#### WHAT THIS EXERCISE ASKS:
- 1) In the journal entry about caring for J, how many days a week do the hospice aides now come?
- 2) Extend the journal entry about caring for J, picking up after its final sentence.
----- TEXT PROVIDED
UPDATE: As he did yesterday morning, J looked somewhat better this evening:  drank and ate more (modestly speaking), had less pain, and was semi-present.  Every time I say that he conks out for another 18 hours, but maybe there is an upward trend.

At least, I now have two points from which to hypothesize such a line.

*     *     *

The hospice aides have cut back from 5 days a week to 3, because J is not, after all, “imminent.”  (That’s what you’d call a euphemism by omission.  I got a look at that word from the other end once:  a friend got us into an investment we couldn’t afford, the payoff of which he kept promising was “imminent,” when it was actually a very good thing to put in a drawer and forget about — it paid off handsomely years after we’d caved and sold it at a loss.  I developed an allergy to the word back then.  I don’t like it coming or going.)  Friends are still loyally giving time to us, and bringing food, but of course not at the intensity they did when this was a crisis.  It’s chronic now, and they have to tend to their own lives.

So life’s iron walls have contracted another turn. (An image from The Pit and the Pendulum.)  My outings have shrunk to shopping, though shopping has paradoxically expanded a bit because J no longer waits for me in a conscious, impatient panic.  But bigger expeditions are out, because they entailed taking J someplace (to the dojo, to his gym, to the pool, to a restaurant with friends), and he can no longer go.  He was some kind of a companion before, and now he is mostly not.  He revolves through three parts of a cycle:  he hallucinates and talks to people on the ceiling for 18 hours, then he sleeps so deeply (regardless whether lying down or sitting up) that he is unresponsive or barely responsive for 18 hours; and in transition between the hallucinatory and near-comatose states, he has brief periods when he communicates with me as well as with the people, horses, swallows, rats, or whatever on the ceiling.  During these shorter periods, like this morning, he might drink two glasses of milk or three of water, and swallow some applesauce with crushed medicine in it, and greet people with a tattered bonhomie, and say funny things (I nagged and pestered him to cough until finally he said, “You cough!”).  It looks as if he’s finally beginning to get better, but no, he’s not, any more than he was dying.  It’s just an interlude.  An imposture.
----------
----- RECORDED DATA
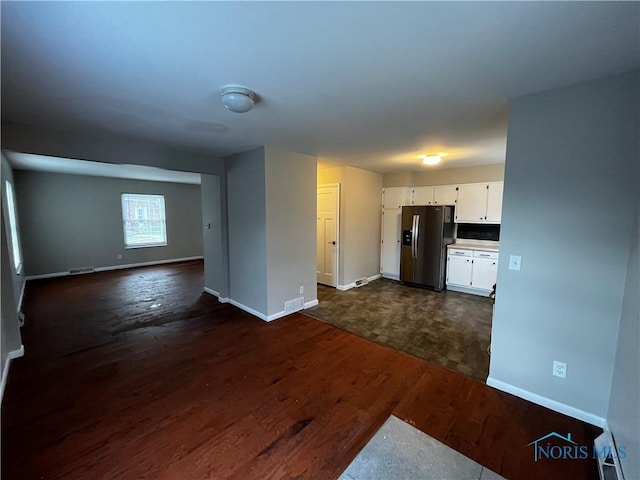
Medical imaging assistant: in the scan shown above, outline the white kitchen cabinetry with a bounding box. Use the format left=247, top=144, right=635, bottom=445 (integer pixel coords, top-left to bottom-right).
left=380, top=208, right=402, bottom=280
left=447, top=248, right=498, bottom=296
left=447, top=249, right=473, bottom=288
left=487, top=182, right=504, bottom=223
left=411, top=187, right=433, bottom=205
left=433, top=185, right=458, bottom=205
left=382, top=187, right=411, bottom=209
left=471, top=251, right=498, bottom=292
left=456, top=182, right=504, bottom=223
left=456, top=183, right=487, bottom=223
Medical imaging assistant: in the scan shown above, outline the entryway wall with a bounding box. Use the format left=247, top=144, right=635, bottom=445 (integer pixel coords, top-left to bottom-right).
left=318, top=166, right=382, bottom=290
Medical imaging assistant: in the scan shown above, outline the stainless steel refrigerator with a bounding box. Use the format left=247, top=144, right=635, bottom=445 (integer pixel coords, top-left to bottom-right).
left=400, top=206, right=455, bottom=291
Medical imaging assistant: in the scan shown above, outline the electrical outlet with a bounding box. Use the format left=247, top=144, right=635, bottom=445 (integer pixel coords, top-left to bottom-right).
left=509, top=255, right=522, bottom=272
left=553, top=360, right=567, bottom=378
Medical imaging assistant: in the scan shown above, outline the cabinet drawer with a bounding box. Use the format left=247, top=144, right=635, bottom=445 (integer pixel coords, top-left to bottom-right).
left=449, top=248, right=472, bottom=257
left=473, top=250, right=498, bottom=260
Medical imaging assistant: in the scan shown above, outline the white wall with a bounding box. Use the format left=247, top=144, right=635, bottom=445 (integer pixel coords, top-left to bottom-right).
left=226, top=146, right=317, bottom=320
left=2, top=121, right=229, bottom=296
left=488, top=72, right=639, bottom=423
left=0, top=197, right=22, bottom=388
left=607, top=202, right=640, bottom=479
left=2, top=122, right=224, bottom=175
left=226, top=147, right=267, bottom=315
left=200, top=175, right=229, bottom=298
left=383, top=163, right=505, bottom=187
left=0, top=155, right=24, bottom=394
left=1, top=154, right=25, bottom=310
left=265, top=146, right=317, bottom=315
left=318, top=166, right=382, bottom=286
left=15, top=170, right=203, bottom=276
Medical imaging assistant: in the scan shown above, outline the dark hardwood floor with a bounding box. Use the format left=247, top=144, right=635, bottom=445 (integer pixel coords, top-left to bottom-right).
left=2, top=262, right=599, bottom=480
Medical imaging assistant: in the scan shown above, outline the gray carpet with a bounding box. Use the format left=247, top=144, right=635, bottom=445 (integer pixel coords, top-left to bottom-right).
left=338, top=416, right=505, bottom=480
left=304, top=279, right=493, bottom=382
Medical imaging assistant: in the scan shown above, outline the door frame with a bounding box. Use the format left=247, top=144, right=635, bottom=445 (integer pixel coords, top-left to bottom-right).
left=316, top=182, right=342, bottom=288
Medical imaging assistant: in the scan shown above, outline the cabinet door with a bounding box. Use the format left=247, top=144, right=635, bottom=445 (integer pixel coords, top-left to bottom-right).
left=380, top=208, right=402, bottom=278
left=471, top=258, right=498, bottom=290
left=487, top=182, right=504, bottom=223
left=433, top=185, right=458, bottom=205
left=456, top=183, right=487, bottom=223
left=447, top=255, right=473, bottom=287
left=382, top=187, right=409, bottom=208
left=411, top=187, right=433, bottom=205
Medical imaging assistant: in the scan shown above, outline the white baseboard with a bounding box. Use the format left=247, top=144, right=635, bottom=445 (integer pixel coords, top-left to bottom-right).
left=487, top=376, right=607, bottom=428
left=447, top=285, right=491, bottom=297
left=204, top=287, right=318, bottom=322
left=17, top=278, right=27, bottom=312
left=220, top=298, right=268, bottom=322
left=0, top=345, right=24, bottom=403
left=204, top=287, right=220, bottom=298
left=25, top=255, right=204, bottom=280
left=304, top=298, right=318, bottom=310
left=336, top=273, right=382, bottom=292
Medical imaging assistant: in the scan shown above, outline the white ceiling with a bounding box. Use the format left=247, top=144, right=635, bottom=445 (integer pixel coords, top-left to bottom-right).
left=1, top=1, right=640, bottom=173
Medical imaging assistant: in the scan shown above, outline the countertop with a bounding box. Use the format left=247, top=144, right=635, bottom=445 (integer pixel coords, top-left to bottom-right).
left=447, top=239, right=500, bottom=252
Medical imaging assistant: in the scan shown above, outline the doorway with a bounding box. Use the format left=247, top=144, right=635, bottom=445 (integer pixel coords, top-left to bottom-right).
left=316, top=183, right=340, bottom=287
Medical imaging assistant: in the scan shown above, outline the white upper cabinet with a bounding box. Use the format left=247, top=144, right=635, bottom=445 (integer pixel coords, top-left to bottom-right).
left=487, top=182, right=504, bottom=223
left=456, top=183, right=487, bottom=223
left=456, top=182, right=504, bottom=223
left=433, top=185, right=458, bottom=205
left=382, top=187, right=410, bottom=209
left=411, top=187, right=433, bottom=205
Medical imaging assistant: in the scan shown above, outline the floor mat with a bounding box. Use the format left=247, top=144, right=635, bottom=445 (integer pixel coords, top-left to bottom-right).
left=338, top=415, right=505, bottom=480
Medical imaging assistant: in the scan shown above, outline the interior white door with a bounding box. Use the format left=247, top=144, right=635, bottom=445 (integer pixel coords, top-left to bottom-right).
left=316, top=185, right=340, bottom=287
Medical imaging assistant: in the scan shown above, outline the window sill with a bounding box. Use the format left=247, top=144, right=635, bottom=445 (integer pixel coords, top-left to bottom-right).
left=124, top=243, right=167, bottom=250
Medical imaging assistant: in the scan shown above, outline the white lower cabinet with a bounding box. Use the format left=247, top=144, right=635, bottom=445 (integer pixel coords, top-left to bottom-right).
left=447, top=248, right=473, bottom=287
left=447, top=248, right=498, bottom=296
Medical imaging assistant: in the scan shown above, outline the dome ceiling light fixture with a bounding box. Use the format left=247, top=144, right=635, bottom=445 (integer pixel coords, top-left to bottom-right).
left=422, top=157, right=442, bottom=165
left=220, top=85, right=256, bottom=113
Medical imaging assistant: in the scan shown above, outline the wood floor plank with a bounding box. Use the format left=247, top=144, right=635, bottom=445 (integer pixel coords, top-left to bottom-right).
left=2, top=262, right=598, bottom=480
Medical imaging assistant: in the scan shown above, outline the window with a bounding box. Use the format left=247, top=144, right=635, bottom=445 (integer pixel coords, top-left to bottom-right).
left=5, top=180, right=22, bottom=273
left=122, top=193, right=167, bottom=248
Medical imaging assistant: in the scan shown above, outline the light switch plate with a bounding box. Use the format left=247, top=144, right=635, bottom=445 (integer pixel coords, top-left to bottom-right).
left=509, top=255, right=522, bottom=272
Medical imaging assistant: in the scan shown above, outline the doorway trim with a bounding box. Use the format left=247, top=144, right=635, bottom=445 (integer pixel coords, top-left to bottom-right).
left=316, top=182, right=342, bottom=288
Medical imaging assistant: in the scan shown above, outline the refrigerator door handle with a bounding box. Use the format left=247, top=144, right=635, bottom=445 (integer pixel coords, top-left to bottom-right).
left=411, top=215, right=418, bottom=258
left=413, top=215, right=420, bottom=258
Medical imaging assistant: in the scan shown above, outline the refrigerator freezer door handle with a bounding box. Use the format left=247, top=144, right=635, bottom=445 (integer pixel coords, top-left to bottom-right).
left=413, top=215, right=420, bottom=258
left=411, top=215, right=418, bottom=258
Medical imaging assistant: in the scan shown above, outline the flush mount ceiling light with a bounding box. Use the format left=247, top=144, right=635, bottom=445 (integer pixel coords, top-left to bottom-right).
left=220, top=85, right=256, bottom=113
left=422, top=157, right=442, bottom=165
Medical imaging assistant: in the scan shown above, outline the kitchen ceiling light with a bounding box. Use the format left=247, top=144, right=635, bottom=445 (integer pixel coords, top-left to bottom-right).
left=220, top=85, right=256, bottom=113
left=422, top=154, right=442, bottom=165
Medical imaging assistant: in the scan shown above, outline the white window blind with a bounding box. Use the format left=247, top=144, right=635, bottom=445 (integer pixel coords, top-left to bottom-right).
left=5, top=180, right=22, bottom=273
left=122, top=193, right=167, bottom=248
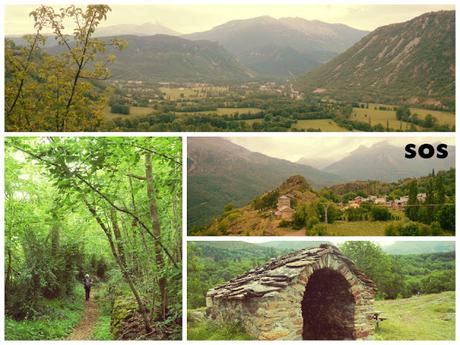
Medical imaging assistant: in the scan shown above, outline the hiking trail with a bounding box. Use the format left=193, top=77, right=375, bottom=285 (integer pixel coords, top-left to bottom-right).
left=66, top=291, right=100, bottom=340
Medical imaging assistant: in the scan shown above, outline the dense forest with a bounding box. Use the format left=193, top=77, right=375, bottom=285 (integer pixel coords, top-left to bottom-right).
left=4, top=137, right=182, bottom=340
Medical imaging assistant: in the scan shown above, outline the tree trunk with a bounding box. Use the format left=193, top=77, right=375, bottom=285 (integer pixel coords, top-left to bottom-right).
left=110, top=208, right=128, bottom=267
left=145, top=152, right=168, bottom=320
left=82, top=194, right=152, bottom=333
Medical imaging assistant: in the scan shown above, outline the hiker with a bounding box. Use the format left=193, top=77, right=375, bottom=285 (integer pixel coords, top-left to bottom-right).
left=83, top=274, right=93, bottom=301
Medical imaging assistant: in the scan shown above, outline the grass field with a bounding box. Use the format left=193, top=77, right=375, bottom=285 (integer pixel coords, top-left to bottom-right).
left=316, top=221, right=391, bottom=236
left=175, top=108, right=261, bottom=116
left=410, top=108, right=455, bottom=126
left=350, top=103, right=455, bottom=130
left=292, top=119, right=348, bottom=132
left=103, top=107, right=154, bottom=121
left=187, top=291, right=455, bottom=340
left=187, top=308, right=251, bottom=340
left=350, top=105, right=420, bottom=131
left=375, top=291, right=455, bottom=340
left=160, top=86, right=228, bottom=101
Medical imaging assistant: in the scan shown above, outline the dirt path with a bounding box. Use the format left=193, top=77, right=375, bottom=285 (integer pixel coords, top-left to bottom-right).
left=66, top=291, right=99, bottom=340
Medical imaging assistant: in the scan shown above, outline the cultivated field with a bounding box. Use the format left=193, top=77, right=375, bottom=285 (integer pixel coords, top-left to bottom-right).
left=292, top=119, right=348, bottom=132
left=175, top=108, right=261, bottom=116
left=103, top=106, right=154, bottom=121
left=160, top=86, right=228, bottom=101
left=350, top=103, right=455, bottom=131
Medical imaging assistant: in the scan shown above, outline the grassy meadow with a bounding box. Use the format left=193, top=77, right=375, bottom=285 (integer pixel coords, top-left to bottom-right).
left=175, top=108, right=261, bottom=116
left=160, top=86, right=228, bottom=101
left=292, top=119, right=348, bottom=132
left=375, top=291, right=455, bottom=340
left=103, top=106, right=154, bottom=121
left=350, top=103, right=455, bottom=130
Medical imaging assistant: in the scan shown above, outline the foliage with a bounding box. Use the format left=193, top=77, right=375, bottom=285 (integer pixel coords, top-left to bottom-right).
left=371, top=206, right=391, bottom=221
left=187, top=320, right=251, bottom=340
left=5, top=5, right=124, bottom=132
left=110, top=103, right=129, bottom=115
left=5, top=137, right=182, bottom=338
left=5, top=287, right=84, bottom=340
left=340, top=241, right=403, bottom=299
left=375, top=291, right=455, bottom=341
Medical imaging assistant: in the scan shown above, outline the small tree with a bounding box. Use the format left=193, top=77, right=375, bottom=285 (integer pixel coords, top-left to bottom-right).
left=5, top=5, right=125, bottom=132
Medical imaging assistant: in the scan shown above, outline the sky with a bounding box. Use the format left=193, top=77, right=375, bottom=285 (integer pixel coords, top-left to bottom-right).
left=227, top=136, right=455, bottom=163
left=5, top=4, right=454, bottom=35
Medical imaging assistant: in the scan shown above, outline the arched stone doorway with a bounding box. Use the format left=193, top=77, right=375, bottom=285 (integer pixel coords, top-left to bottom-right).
left=301, top=268, right=355, bottom=340
left=206, top=244, right=377, bottom=340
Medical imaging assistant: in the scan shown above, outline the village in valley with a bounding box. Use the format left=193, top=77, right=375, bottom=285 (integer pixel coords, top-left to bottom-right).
left=103, top=79, right=455, bottom=132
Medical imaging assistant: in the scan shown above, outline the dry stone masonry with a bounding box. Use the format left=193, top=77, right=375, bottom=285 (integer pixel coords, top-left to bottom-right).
left=206, top=244, right=377, bottom=340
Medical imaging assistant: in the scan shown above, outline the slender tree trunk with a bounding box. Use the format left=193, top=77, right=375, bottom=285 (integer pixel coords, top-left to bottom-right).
left=110, top=208, right=128, bottom=267
left=145, top=152, right=168, bottom=320
left=82, top=194, right=152, bottom=333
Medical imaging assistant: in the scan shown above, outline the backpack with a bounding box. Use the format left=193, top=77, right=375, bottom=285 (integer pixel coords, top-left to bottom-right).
left=83, top=278, right=91, bottom=288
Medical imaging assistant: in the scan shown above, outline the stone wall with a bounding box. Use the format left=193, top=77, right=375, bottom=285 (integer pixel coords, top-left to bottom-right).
left=207, top=250, right=375, bottom=340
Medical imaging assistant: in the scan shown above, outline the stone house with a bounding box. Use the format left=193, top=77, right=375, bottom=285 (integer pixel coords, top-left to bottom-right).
left=393, top=196, right=409, bottom=209
left=206, top=244, right=377, bottom=340
left=275, top=195, right=295, bottom=220
left=417, top=193, right=426, bottom=202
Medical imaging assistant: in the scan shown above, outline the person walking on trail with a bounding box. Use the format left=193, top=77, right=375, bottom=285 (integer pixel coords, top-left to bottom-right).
left=83, top=274, right=93, bottom=301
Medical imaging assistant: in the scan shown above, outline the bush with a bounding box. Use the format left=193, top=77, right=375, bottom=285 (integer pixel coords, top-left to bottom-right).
left=371, top=206, right=391, bottom=221
left=279, top=219, right=291, bottom=228
left=307, top=216, right=319, bottom=228
left=110, top=103, right=129, bottom=115
left=187, top=319, right=251, bottom=340
left=385, top=222, right=431, bottom=236
left=307, top=224, right=327, bottom=236
left=430, top=222, right=442, bottom=236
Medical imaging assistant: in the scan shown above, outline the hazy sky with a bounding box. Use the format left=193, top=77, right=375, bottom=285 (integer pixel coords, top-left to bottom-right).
left=5, top=4, right=455, bottom=35
left=227, top=137, right=455, bottom=162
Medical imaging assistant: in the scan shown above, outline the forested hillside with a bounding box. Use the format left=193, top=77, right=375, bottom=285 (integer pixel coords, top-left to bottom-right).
left=5, top=137, right=182, bottom=340
left=187, top=138, right=343, bottom=228
left=298, top=11, right=455, bottom=109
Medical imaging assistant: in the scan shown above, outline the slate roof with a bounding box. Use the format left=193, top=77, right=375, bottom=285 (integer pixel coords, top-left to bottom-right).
left=207, top=244, right=377, bottom=300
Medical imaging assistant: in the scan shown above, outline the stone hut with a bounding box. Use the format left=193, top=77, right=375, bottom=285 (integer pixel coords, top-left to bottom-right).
left=275, top=195, right=295, bottom=220
left=206, top=244, right=377, bottom=340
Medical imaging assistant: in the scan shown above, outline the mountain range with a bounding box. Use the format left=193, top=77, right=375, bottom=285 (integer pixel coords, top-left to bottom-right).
left=323, top=141, right=455, bottom=182
left=187, top=138, right=343, bottom=227
left=103, top=35, right=254, bottom=83
left=9, top=11, right=455, bottom=94
left=187, top=138, right=455, bottom=229
left=94, top=22, right=180, bottom=37
left=193, top=240, right=455, bottom=255
left=183, top=16, right=368, bottom=78
left=296, top=11, right=455, bottom=107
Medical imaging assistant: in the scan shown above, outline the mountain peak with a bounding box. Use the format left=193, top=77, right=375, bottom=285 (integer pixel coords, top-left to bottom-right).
left=297, top=11, right=455, bottom=108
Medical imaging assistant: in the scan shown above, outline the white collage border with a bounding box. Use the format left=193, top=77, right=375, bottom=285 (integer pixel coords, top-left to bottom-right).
left=0, top=0, right=460, bottom=345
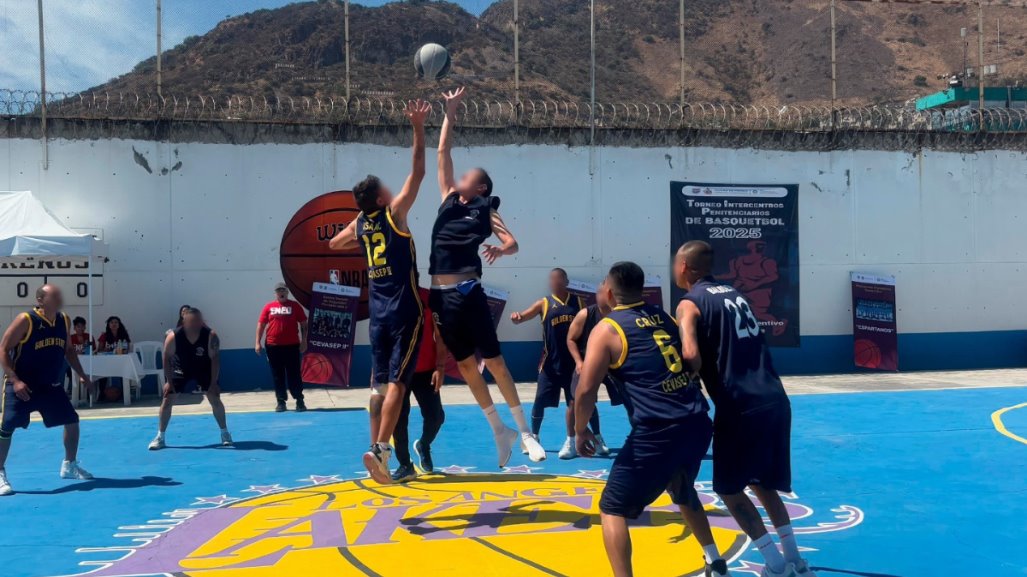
----------
#### ANSWERS IN ORDER:
- 1) Three days a week, cut back from five.

- 2)
(As for his breakfast boast this morning — his retort to the offer of a fried egg was a scornful “One??” — by the time it was fried, he couldn’t manage even one bite.  Joke: short-order cook to Frenchman:  “Would you like two eggs?”  Frenchman:  “No.  One egg is un oeuf.”)

Our friend the hospice volunteer will be coming back now that the chickenpox virus is gone; Felden-Chris has offered to sit with J on Thursday nights so at least I can get to the karate dojo once a week; the hospice social worker urged me to make such arrangements so that I’m not too trapped and isolated.  (They could also take him into the hospice facility, where I could spend as much time with him as I wanted, including overnight, but I’m resisting that for now.  Whatever little of his surroundings he is taking in, let it at least be familiar.)

This phase is less demanding of me physically and temporally — J mostly does not interact, and except in those little windows of opportunity when he’ll drink, eat, and talk a bit, there’s not much I can do for him.  But it is . . . what?  Like floating weightless in outer space:  empty, directionless, disorienting.  The hospice nurse says she has seen dementia patients go on like this for months, without any artificial support, on the small amount of nourishment they can take in.

All bets are off.  Anything could happen, or, more likely, nothing could.  How do you brace yourself for complete irresolution?  It’s an oxymoron.  The will could quickly atrophy, the way the weight-bearing muscles do in space.  Then too, the house is a minefield of little reminders of our life before, just a month ago, which wasn’t half bad, and has now been sheared off, even though both of us are still right here.  (I know, I’m far from the first or the only one in this waiting room without walls.)

I’m actually hoping not to have to decide whether to go back to New York City, where my last “in absentia” lease ends in February.  That would be a really tough decision.  I’d rather have it taken out of my hands.